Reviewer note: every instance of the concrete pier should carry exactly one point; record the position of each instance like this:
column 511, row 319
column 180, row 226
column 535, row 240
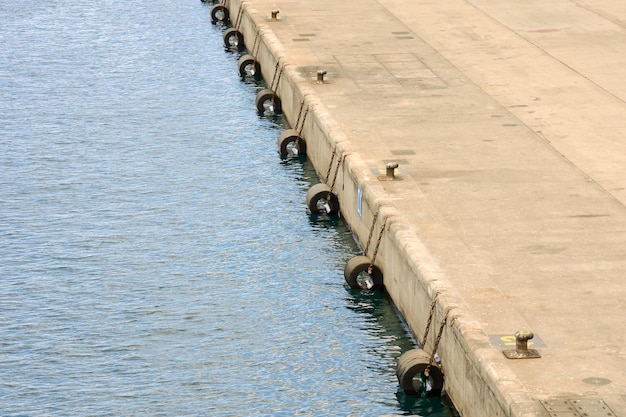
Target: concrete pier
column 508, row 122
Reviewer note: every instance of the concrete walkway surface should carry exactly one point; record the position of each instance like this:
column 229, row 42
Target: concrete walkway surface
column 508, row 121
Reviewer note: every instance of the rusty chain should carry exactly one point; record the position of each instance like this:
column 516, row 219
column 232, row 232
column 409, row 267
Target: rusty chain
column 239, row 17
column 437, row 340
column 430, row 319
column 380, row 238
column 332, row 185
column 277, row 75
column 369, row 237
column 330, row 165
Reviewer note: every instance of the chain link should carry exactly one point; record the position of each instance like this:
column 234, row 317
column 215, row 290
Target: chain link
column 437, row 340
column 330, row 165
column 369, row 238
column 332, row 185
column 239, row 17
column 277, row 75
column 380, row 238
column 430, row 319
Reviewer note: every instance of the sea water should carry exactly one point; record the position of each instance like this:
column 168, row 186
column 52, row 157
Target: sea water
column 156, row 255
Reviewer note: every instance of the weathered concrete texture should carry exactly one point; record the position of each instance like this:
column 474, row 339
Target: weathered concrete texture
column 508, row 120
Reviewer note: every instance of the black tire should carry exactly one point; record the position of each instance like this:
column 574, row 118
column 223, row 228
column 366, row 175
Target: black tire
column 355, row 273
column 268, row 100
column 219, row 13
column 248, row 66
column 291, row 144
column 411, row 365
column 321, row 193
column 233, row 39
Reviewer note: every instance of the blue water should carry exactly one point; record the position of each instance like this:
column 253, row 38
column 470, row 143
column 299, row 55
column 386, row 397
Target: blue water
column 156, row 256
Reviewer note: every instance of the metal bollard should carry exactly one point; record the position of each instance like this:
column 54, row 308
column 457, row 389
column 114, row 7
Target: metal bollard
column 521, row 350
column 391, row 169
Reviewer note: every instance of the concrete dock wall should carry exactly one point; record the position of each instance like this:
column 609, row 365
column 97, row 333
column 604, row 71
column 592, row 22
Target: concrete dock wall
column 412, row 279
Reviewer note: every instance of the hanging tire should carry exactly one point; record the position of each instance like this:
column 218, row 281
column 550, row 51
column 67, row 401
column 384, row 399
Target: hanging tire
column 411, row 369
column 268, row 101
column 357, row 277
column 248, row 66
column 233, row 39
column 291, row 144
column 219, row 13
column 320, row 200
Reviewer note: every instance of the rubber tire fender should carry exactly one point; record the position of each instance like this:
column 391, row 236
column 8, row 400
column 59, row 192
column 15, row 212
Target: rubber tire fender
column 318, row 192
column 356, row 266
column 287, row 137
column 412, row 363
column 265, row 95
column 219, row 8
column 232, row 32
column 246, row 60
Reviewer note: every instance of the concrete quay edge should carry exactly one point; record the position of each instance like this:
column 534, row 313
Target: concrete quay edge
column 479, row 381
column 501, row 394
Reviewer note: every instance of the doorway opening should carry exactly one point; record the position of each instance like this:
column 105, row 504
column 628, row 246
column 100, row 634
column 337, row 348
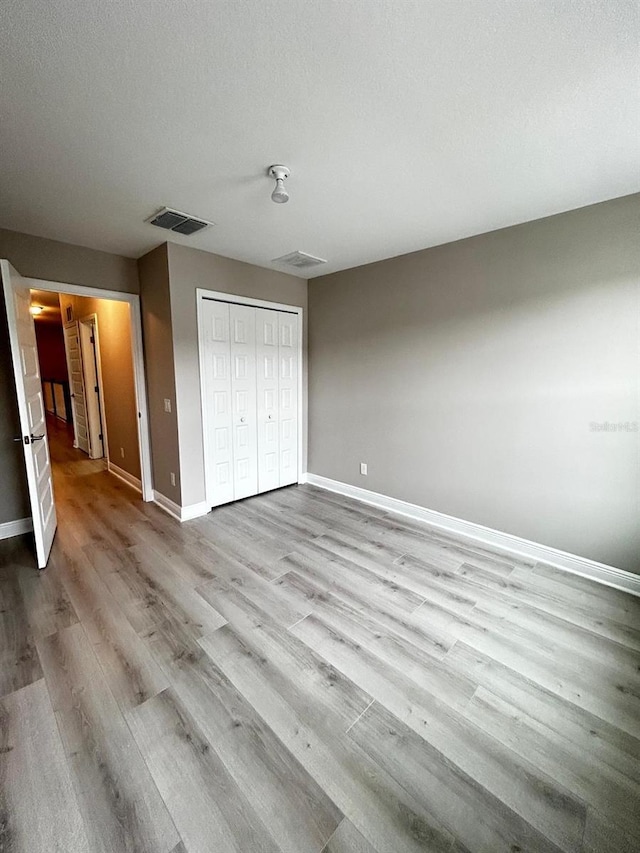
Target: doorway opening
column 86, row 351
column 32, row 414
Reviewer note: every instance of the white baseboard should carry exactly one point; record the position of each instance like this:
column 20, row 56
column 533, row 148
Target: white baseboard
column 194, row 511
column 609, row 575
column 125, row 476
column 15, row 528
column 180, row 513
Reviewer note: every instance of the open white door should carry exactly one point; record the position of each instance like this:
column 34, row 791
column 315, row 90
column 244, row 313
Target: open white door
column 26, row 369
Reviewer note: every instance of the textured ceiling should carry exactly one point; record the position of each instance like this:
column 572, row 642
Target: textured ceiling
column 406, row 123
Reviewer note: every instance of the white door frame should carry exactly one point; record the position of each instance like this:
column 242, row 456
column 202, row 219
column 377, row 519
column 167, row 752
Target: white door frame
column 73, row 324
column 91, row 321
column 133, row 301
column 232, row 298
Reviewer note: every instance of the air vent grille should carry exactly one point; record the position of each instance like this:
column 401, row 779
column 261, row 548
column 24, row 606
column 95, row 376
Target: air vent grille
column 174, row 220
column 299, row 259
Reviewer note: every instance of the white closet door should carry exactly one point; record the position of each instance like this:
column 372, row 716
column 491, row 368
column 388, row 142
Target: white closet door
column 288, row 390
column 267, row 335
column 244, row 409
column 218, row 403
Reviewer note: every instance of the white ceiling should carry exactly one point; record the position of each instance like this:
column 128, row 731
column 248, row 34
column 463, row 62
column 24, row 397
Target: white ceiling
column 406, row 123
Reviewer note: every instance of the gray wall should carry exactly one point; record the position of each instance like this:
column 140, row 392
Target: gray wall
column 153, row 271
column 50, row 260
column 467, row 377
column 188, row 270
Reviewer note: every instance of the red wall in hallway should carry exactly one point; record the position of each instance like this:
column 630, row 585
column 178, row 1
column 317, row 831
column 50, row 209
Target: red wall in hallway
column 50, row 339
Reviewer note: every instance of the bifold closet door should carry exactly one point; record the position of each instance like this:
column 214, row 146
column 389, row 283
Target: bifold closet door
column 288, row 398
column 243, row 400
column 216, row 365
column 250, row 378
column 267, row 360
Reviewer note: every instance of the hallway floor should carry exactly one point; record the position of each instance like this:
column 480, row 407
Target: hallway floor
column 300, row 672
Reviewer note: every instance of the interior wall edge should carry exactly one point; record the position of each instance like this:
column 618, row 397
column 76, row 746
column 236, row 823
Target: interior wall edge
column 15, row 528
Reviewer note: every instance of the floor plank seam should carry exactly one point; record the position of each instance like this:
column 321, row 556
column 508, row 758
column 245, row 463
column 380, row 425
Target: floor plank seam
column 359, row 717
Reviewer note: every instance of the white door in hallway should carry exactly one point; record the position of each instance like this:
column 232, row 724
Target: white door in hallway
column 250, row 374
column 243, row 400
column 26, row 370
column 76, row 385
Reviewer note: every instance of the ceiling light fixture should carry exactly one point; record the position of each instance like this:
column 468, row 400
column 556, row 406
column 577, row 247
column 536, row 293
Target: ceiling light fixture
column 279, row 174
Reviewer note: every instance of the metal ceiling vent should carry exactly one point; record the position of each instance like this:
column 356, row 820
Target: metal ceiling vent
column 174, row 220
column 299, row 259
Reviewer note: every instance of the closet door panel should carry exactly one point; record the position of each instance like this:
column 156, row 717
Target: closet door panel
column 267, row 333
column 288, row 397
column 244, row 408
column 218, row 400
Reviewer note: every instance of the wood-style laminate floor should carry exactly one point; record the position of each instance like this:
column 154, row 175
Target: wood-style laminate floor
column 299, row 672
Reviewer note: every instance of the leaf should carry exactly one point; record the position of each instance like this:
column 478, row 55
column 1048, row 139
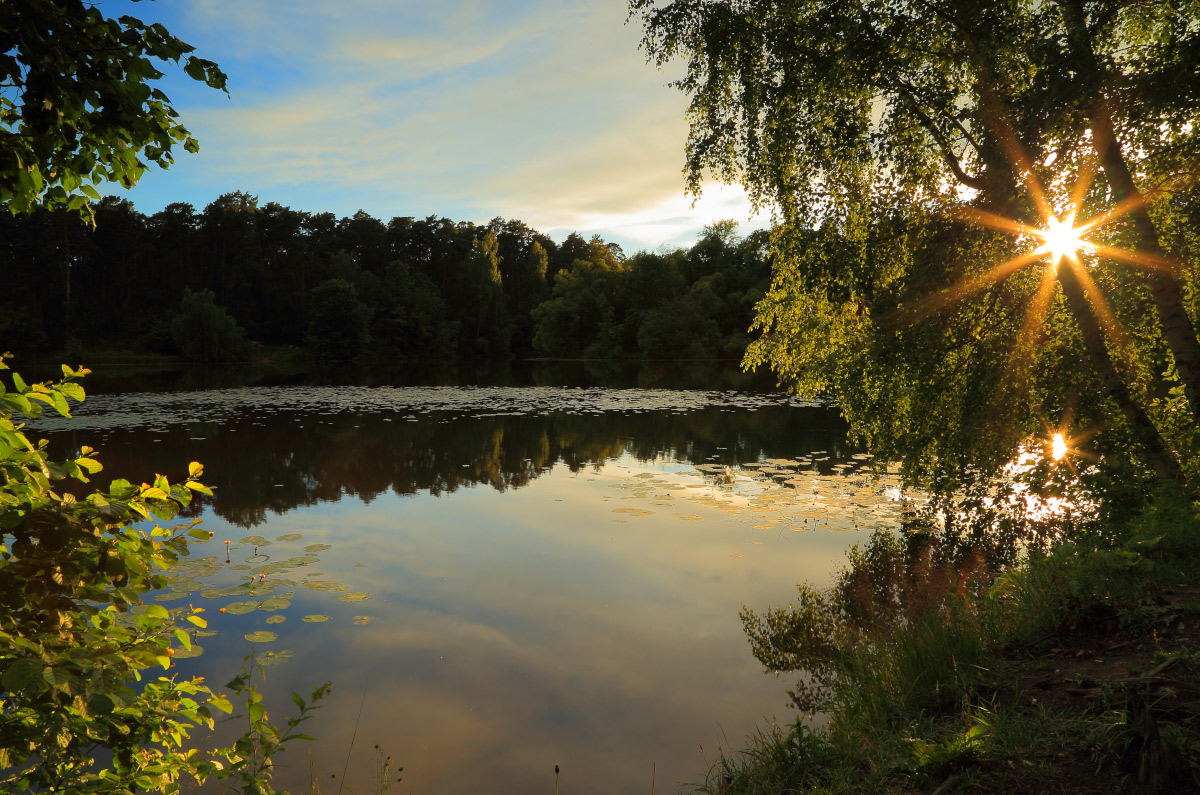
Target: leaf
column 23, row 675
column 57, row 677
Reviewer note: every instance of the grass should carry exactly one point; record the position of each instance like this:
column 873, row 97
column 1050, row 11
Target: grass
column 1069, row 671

* * *

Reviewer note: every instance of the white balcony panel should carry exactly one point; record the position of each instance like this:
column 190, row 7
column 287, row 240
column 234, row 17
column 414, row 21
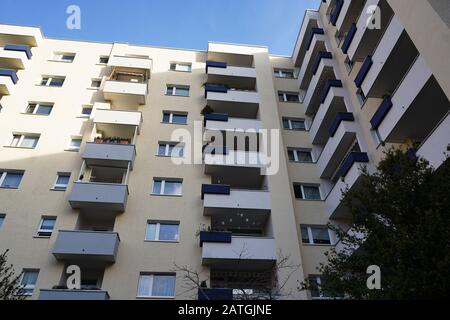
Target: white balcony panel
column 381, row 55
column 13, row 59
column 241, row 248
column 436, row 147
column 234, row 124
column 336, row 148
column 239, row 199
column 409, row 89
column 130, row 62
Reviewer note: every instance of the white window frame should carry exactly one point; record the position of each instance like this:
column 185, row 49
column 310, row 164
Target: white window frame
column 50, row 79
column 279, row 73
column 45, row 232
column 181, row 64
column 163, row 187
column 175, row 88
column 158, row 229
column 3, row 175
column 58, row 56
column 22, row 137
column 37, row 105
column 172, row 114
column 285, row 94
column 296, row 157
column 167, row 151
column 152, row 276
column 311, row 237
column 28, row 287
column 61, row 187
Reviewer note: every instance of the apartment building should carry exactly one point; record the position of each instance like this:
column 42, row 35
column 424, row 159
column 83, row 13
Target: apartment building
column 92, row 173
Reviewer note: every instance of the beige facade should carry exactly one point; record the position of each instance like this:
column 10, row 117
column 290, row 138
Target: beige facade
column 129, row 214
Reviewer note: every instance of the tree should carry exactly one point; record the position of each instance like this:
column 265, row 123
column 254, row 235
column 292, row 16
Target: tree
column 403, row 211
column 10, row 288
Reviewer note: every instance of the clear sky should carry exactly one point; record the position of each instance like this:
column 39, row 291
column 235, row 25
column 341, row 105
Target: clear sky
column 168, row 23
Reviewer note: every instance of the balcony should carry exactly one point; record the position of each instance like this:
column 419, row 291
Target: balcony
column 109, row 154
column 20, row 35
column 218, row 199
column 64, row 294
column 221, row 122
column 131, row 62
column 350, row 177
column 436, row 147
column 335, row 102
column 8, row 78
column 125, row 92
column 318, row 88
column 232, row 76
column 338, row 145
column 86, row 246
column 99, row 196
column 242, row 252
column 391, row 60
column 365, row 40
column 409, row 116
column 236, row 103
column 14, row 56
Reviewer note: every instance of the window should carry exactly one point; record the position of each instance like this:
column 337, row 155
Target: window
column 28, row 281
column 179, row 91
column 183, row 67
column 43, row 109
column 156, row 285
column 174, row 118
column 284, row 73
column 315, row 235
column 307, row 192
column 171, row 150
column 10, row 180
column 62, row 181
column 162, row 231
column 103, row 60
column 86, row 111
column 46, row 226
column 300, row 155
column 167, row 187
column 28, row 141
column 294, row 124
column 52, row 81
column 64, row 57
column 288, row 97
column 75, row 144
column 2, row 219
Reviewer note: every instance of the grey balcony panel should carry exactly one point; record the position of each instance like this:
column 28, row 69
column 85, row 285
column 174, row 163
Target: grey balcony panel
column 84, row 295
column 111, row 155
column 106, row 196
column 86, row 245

* * *

## Instructions to follow
Can you give the stretch of the items from the line containing "Reviewer note: every instance of the white closet" through the line containing "column 218, row 403" as a numbered list, with any blank lines left out?

## Written response
1. Reviewer note: every instance of the white closet door should carry exactly one point; record the position of each instance like this:
2. column 372, row 716
3. column 491, row 368
4. column 388, row 142
5. Target: white closet door
6. column 288, row 390
7. column 267, row 335
8. column 244, row 409
9. column 218, row 403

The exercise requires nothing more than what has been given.